Saved entries
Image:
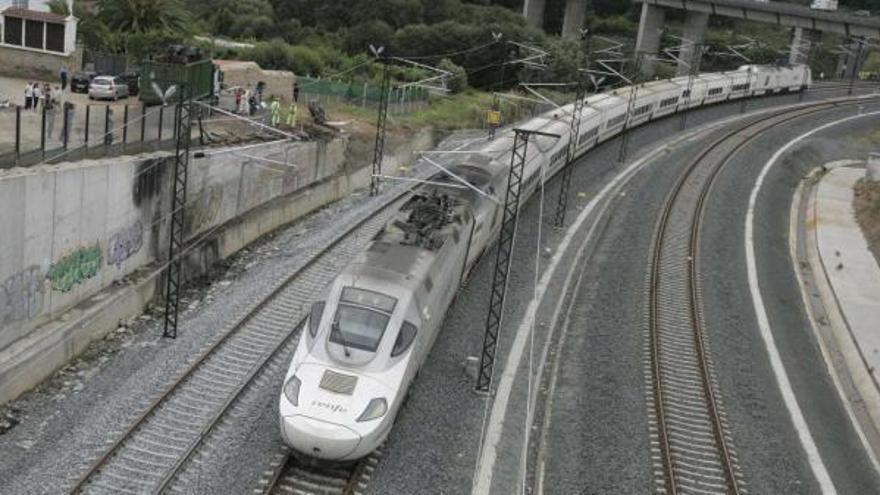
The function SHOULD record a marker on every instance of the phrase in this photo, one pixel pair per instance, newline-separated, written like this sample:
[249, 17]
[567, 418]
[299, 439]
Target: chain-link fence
[401, 100]
[28, 137]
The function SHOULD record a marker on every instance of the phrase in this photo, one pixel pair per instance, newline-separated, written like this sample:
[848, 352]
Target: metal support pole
[67, 123]
[125, 127]
[496, 102]
[696, 60]
[855, 68]
[174, 279]
[503, 257]
[143, 122]
[633, 97]
[107, 129]
[43, 135]
[88, 120]
[381, 121]
[161, 122]
[574, 133]
[745, 99]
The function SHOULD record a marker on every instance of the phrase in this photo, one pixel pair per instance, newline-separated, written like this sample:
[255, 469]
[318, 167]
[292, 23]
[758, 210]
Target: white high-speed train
[370, 331]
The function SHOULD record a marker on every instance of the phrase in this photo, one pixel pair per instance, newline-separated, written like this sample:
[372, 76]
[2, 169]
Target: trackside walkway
[854, 278]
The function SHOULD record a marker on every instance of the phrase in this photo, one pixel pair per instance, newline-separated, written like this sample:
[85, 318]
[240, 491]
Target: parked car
[133, 81]
[108, 88]
[80, 81]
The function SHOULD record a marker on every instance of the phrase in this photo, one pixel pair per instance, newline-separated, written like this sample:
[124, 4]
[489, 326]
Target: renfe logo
[331, 407]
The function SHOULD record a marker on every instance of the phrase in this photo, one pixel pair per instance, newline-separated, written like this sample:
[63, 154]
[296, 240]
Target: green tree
[140, 16]
[458, 81]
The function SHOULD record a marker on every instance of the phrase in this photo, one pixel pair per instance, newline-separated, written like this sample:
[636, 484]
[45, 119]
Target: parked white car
[107, 88]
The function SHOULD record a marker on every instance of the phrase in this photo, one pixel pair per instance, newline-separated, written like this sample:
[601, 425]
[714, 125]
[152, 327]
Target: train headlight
[291, 390]
[375, 409]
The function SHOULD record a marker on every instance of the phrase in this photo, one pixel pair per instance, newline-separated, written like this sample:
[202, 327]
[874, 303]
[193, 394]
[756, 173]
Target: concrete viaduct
[575, 13]
[807, 24]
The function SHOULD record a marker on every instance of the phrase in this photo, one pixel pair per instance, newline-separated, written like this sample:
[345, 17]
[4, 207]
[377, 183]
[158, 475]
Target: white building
[33, 41]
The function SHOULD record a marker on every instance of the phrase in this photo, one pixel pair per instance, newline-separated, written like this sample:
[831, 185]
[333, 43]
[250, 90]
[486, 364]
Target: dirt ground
[867, 206]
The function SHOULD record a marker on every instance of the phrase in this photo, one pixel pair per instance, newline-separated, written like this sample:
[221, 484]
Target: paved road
[444, 414]
[594, 446]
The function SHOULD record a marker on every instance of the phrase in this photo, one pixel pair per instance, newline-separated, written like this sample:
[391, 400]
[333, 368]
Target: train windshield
[361, 319]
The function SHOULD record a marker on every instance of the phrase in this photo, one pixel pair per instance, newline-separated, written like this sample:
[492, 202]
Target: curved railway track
[691, 447]
[153, 452]
[291, 476]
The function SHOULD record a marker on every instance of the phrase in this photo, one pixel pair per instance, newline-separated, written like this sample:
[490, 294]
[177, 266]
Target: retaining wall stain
[148, 179]
[21, 295]
[204, 210]
[75, 268]
[125, 243]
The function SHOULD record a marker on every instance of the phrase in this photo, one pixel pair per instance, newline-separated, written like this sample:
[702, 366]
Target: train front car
[365, 341]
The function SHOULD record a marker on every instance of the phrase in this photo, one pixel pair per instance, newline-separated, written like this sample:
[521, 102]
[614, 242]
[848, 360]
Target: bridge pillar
[695, 24]
[533, 10]
[802, 41]
[575, 15]
[648, 40]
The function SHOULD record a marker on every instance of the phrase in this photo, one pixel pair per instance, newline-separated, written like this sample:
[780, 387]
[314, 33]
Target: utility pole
[174, 280]
[633, 96]
[855, 65]
[693, 72]
[504, 257]
[574, 133]
[495, 112]
[381, 122]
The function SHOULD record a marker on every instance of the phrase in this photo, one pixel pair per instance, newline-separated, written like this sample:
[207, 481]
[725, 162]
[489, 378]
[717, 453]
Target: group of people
[246, 101]
[37, 96]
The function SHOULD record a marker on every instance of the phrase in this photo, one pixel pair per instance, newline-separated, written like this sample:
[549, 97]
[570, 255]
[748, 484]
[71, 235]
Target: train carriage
[613, 109]
[369, 332]
[716, 88]
[667, 97]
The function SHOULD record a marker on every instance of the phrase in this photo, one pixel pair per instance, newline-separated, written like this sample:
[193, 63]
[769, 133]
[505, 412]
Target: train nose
[320, 439]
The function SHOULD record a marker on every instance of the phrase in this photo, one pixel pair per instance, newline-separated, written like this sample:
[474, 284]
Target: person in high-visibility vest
[291, 114]
[275, 107]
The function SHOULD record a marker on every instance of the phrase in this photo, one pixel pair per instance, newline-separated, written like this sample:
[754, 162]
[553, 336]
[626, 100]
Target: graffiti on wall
[75, 268]
[21, 295]
[204, 210]
[125, 243]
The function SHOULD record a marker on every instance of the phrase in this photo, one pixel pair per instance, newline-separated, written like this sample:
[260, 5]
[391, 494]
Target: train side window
[405, 338]
[315, 317]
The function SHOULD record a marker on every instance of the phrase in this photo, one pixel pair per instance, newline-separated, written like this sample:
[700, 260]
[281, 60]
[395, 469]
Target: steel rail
[756, 127]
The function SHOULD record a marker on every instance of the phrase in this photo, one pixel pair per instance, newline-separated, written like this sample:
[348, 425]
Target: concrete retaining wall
[83, 245]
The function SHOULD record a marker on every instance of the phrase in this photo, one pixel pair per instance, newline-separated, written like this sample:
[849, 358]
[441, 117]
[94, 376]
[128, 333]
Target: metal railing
[43, 135]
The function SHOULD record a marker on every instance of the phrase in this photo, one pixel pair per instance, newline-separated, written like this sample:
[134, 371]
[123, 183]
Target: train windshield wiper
[338, 330]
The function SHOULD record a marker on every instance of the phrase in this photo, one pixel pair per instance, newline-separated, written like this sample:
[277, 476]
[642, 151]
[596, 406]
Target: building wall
[37, 64]
[72, 230]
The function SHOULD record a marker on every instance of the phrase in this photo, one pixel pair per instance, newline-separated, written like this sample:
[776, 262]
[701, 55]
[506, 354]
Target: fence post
[108, 137]
[17, 134]
[66, 123]
[43, 135]
[403, 101]
[125, 127]
[161, 120]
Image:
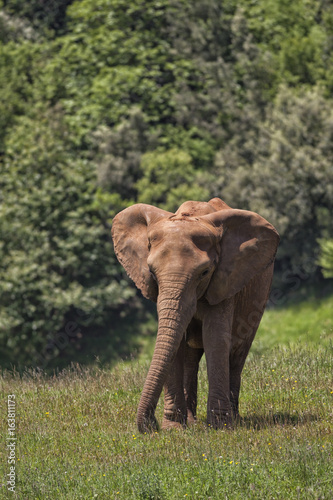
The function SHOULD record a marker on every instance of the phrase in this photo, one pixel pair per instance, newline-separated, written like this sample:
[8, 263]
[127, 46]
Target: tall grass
[77, 436]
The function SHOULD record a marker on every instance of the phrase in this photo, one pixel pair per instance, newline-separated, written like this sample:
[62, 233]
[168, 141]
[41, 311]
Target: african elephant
[209, 268]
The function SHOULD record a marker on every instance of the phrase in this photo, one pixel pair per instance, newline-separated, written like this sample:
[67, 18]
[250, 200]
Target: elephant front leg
[175, 413]
[217, 342]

**YOUR ASSIGNMENT:** The entries must be written out again unchanged. Images are to be left out.

**ANSWER BOX:**
Image:
The function SHOULD record a marker on every instance of the phrase in this photo, one pixel pair per instance, newline-separated, written like this sample:
[249, 17]
[567, 418]
[299, 439]
Target: chain-link fence
[401, 100]
[28, 137]
The function SHOULD record a marker on every instance of the phrase in this photo, one pixel pair per instance, newline-separated, written like this sample:
[848, 352]
Target: metal support pole
[67, 123]
[125, 127]
[496, 102]
[696, 60]
[855, 68]
[174, 279]
[503, 257]
[143, 122]
[633, 97]
[107, 129]
[43, 135]
[88, 120]
[381, 121]
[161, 122]
[574, 133]
[745, 99]
The function SHOULD record a marker on every instance of the phrase in this photo, one pixel pair per instance, newline-separated, written like this sample:
[255, 469]
[318, 167]
[292, 23]
[758, 210]
Target: white high-speed train
[370, 331]
The function SHOULD record a marker on every instance of the phrase in this photo, one pixel pair per instance, newline-separated, written like this sample:
[372, 76]
[2, 169]
Target: trackside walkway
[854, 278]
The function SHOULD record a marker on every instance of the phrase in this photo, one pixel pair per instance, newline-separated, written like this sample:
[85, 318]
[240, 491]
Target: parked car
[133, 81]
[108, 88]
[80, 81]
The function SHOULD record a marker on every instance of the phrase in this photo, one pixel pair per instance, newline-separated, written like this sample:
[124, 4]
[489, 326]
Target: renfe logo
[331, 407]
The function SHOULD record a marker on every instance of the phrase in this photo, one pixel pair per instance, newline-separated, written like this sample:
[63, 154]
[296, 240]
Target: green tree
[140, 16]
[458, 81]
The function SHOULD record a marker on every instance of the phrase in this photo, one pixel pair per instance, newline-separated, written like this sample:
[636, 484]
[45, 119]
Target: parked white car
[107, 88]
The function SHOULD record a marker on every instance of the phrase in this photo, one pixel pair per instance, newline-separated, written like this sample:
[601, 425]
[714, 125]
[152, 327]
Target: train headlight
[291, 390]
[375, 409]
The function SHOULD record a marker on every instance of the phrase in this photo, one pixel pair per instance, newline-separated, written like this sample:
[202, 327]
[874, 303]
[193, 394]
[756, 173]
Target: concrete viaduct
[575, 13]
[807, 24]
The function SHOULD record a marker on every instance of the phrase in this photo, one pixel pair per instance, newline-separated, written like this sample:
[345, 17]
[4, 207]
[377, 183]
[158, 475]
Target: white building
[33, 41]
The function SHOULD record a marker on every instance of the phrase in this photo, one pixel pair per instance, newline-separated, written like this sample:
[831, 185]
[333, 43]
[250, 90]
[486, 364]
Target: dirt ground
[867, 206]
The function SHOULD record a marker on every instance of the phrase in this photo, one pixel pair per instance, newline-separated, written like this sample:
[221, 484]
Target: paved road
[444, 414]
[594, 446]
The function SHOULD record a marker on every instance of the phrase in this photo, one pixel pair per instance, newline-separated, written like this sample:
[391, 400]
[333, 368]
Target: train windshield
[361, 319]
The function SHOULD record a marker on every instance of the phrase in this photo, one pixel pair per instance, newline-separated, written like this sample:
[492, 202]
Target: curved railway track
[691, 447]
[153, 452]
[291, 476]
The function SHOULD record a marker on every instance of the phrase in this photo, one pixel pair per instance, newline-separated, written like this sample:
[490, 294]
[177, 266]
Target: retaining wall stain
[148, 179]
[21, 295]
[204, 210]
[75, 268]
[125, 243]
The function SHOULD record a marker on every instance of the phrase in this photo, one pixel pair per instance, newline-separated, written like this sample:
[702, 366]
Target: train front car
[365, 341]
The function SHOULD record a marker on every instance of the phrase in this photo, one pixel pair per instance, newline-separated, written like this sample:
[521, 102]
[614, 242]
[848, 360]
Target: bridge pillar
[695, 24]
[533, 10]
[802, 41]
[575, 15]
[648, 40]
The function SHOULD record a marker on every instance of the phrase in this photo, one pixel pair per instance, newline-separated, written like this sample:
[780, 387]
[314, 33]
Target: utility pole
[174, 280]
[633, 96]
[855, 65]
[693, 72]
[504, 257]
[574, 133]
[495, 112]
[381, 122]
The function SHOULD record a marker on every instance of the phrase in this photo, one pixel pair per instance, newline-separated, written like this sample:
[207, 481]
[725, 162]
[489, 378]
[717, 453]
Target: group of people
[246, 101]
[37, 96]
The function SHOULD record a marker on every instance of the phrase in this photo, one pixel pair per instance, newline-separated, written like this sample:
[549, 97]
[570, 255]
[748, 484]
[71, 235]
Target: train carriage
[613, 109]
[369, 332]
[716, 88]
[667, 97]
The function SHOULD record a marker on every instance of the phrase in this photo, one pixel pair per instance, newline-separated, written like this sample:
[193, 63]
[769, 133]
[505, 412]
Target: train nose
[320, 439]
The function SHOULD record a marker on every instance of the phrase in this photo, one pixel pair per instance, newline-separated, written like this sample:
[474, 284]
Target: person in high-visibility vest
[291, 114]
[275, 107]
The function SHOULD record a marker on every instance of the phrase in this photo, one pixel pair per instance, newline-separated, written like this sample:
[754, 162]
[553, 336]
[626, 100]
Target: graffiti on wall
[75, 268]
[21, 295]
[204, 210]
[125, 243]
The function SHOULD record a marker on every instance of the phrase in this photo, one pixel pair per instance, newline-separated, written like this sample:
[260, 5]
[391, 494]
Target: train side window
[405, 338]
[315, 317]
The function SHOULD record a marker on every instance of the phrase in this photo, one pixel pair per instance, newline-separated, written like this sample:
[700, 260]
[281, 60]
[395, 469]
Target: steel rail
[756, 127]
The function SHOULD record a marker on every instance of the phrase in this photo, one pixel pair per instance, newline-separated, written like this sample:
[348, 425]
Target: concrete retaining wall
[83, 245]
The function SHOULD record a marker on every instance of the phrase in this photo, one pixel pair per instance, newline-separated, written like this sample:
[849, 358]
[441, 117]
[94, 376]
[128, 333]
Target: metal railing
[43, 135]
The function SHOULD record a marker on every instance of the phrase in this photo, one pixel pair per instance, newline-separated, written like this sample:
[134, 371]
[123, 183]
Target: train windshield wiper
[338, 330]
The function SHOULD record a marker on every instance of the phrase in this photo, one pixel pair per instance, newline-separated, written like this sample:
[277, 476]
[642, 151]
[596, 406]
Target: building wall
[37, 64]
[72, 230]
The function SHOULD record a marker on every instance of the phrase in this photo, one pixel pair per instance, newline-separated, written like this sample:
[776, 262]
[701, 55]
[506, 354]
Target: fence post
[108, 137]
[17, 134]
[66, 123]
[43, 135]
[403, 101]
[125, 127]
[161, 120]
Image:
The function SHOULD record a marker on every instance of the phrase in this photo, one pixel pair per instance, newline-separated, written like this sample:
[8, 263]
[127, 46]
Target: tall grass
[77, 436]
The function SHOULD record a marker on every instance of the phrase in this photo, one pixel pair per instance, newline-separated, written like this sample:
[62, 233]
[168, 141]
[41, 311]
Target: african elephant
[209, 268]
The function SHOULD record a marker on every instance of the phrase in this photo, one pixel pair per instance, newline-separated, written like this sample:
[67, 18]
[250, 200]
Target: elephant front leg
[175, 413]
[217, 342]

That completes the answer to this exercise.